# [WHAT THIS TASK INVOLVES]
Reproduce the Naive Bayes with Apache Mahout page below word for word, from its title through its last sentence.

***** PASSAGE TO READ *****

Naive Bayes Using Apache Mahout

Fingertis

Mehul Katara & Sahil Desai

2021-01-18

What is Naive Bayes ?

Mahout currently has two flavors of Naive Bayes.
- The first is standard Multinomial Naive Bayes.
- The second is an implementation of Transformed Weight-normalized Complement Naive Bayes.

When one class has more training examples than an other, Naive Bayes selects poor weights for the decision boundary. This is due to under-studied bias effect that shrinks weights for classes with few training examples. To balance the amount of training examples used per estimate, we introduce a “complement class” formulation of Naive Bayes.

Steps to be followed in Mahout

Getting the data
Copping text files to the HDFD
Convert our dataset into SequenceFiles
Convert SequenceFiles to sparse vector file format
Split dataset in Testing and Training
Training the model with training dataset
Test the model with the testing dataset

Steps 1 : Getting the 20 Newsgroups dataset

The 20 Newsgroups data set is a collection of approximately 20,000 newsgroup documents, partitioned (nearly) evenly across 20 different newsgroups. http://qwone.com/~jason/20Newsgroups/

Download Dataset

http://qwone.com/~jason/20Newsgroups/20news-bydate.tar.gz

Steps 2 : Copping text files to the HDFD

After downloading our text collections locally, and in order to be able to handle it with Mahout. It's time to copy it to out HDFS.

***** RAW DATA *****

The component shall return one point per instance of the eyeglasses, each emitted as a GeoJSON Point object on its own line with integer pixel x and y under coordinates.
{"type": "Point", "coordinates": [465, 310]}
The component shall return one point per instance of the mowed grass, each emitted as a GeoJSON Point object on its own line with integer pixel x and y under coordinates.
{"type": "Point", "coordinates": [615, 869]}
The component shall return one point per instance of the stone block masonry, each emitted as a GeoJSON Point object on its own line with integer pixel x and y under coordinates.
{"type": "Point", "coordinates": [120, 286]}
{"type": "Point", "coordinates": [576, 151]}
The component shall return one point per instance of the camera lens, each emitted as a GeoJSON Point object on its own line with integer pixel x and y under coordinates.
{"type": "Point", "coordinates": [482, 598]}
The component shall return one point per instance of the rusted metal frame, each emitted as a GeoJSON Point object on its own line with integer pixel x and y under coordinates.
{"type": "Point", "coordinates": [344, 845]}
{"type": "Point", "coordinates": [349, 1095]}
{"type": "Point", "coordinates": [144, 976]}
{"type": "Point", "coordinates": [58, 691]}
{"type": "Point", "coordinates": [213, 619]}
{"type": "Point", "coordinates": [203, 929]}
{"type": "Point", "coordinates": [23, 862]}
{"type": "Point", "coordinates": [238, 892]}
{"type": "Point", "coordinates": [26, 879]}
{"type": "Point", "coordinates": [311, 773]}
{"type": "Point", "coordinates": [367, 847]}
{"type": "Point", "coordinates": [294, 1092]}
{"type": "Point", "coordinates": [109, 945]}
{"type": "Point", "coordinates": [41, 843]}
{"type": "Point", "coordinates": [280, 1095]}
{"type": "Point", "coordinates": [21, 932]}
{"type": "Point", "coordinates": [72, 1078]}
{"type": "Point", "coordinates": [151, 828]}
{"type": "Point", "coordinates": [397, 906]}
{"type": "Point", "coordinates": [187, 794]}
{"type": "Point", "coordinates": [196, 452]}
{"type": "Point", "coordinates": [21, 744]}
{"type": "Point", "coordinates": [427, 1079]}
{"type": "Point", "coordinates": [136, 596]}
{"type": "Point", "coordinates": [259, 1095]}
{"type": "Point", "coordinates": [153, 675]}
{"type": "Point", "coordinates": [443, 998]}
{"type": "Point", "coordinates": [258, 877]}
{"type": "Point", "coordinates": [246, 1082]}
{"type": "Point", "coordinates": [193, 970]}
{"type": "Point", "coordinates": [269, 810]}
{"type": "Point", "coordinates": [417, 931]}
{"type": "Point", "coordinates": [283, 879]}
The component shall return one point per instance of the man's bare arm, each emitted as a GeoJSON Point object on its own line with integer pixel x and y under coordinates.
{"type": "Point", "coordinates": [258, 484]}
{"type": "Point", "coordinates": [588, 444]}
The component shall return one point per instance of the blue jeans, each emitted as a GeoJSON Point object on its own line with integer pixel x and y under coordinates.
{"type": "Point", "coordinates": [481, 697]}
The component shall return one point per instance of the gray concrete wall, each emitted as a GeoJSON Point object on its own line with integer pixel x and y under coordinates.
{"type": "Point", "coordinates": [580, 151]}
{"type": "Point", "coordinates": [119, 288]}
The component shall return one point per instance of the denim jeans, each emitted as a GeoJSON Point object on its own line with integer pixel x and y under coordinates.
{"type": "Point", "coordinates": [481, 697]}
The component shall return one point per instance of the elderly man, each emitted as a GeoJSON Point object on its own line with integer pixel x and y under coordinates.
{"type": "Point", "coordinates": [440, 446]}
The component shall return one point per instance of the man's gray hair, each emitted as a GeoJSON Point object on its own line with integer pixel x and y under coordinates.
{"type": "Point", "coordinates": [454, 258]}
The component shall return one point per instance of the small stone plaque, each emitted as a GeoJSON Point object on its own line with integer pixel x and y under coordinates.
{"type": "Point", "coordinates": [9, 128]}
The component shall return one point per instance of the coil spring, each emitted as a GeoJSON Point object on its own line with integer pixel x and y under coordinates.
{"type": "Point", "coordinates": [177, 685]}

*****

# [RESULT]
Naive Bayes Using Apache Mahout

Fingertis

Mehul Katara & Sahil Desai

2021-01-18

What is Naive Bayes ?

Mahout currently has two flavors of Naive Bayes.
- The first is standard Multinomial Naive Bayes.
- The second is an implementation of Transformed Weight-normalized Complement Naive Bayes.

When one class has more training examples than an other, Naive Bayes selects poor weights for the decision boundary. This is due to under-studied bias effect that shrinks weights for classes with few training examples. To balance the amount of training examples used per estimate, we introduce a “complement class” formulation of Naive Bayes.

Steps to be followed in Mahout

Getting the data
Copping text files to the HDFD
Convert our dataset into SequenceFiles
Convert SequenceFiles to sparse vector file format
Split dataset in Testing and Training
Training the model with training dataset
Test the model with the testing dataset

Steps 1 : Getting the 20 Newsgroups dataset

The 20 Newsgroups data set is a collection of approximately 20,000 newsgroup documents, partitioned (nearly) evenly across 20 different newsgroups. http://qwone.com/~jason/20Newsgroups/

Download Dataset

http://qwone.com/~jason/20Newsgroups/20news-bydate.tar.gz

Steps 2 : Copping text files to the HDFD

After downloading our text collections locally, and in order to be able to handle it with Mahout. It's time to copy it to out HDFS.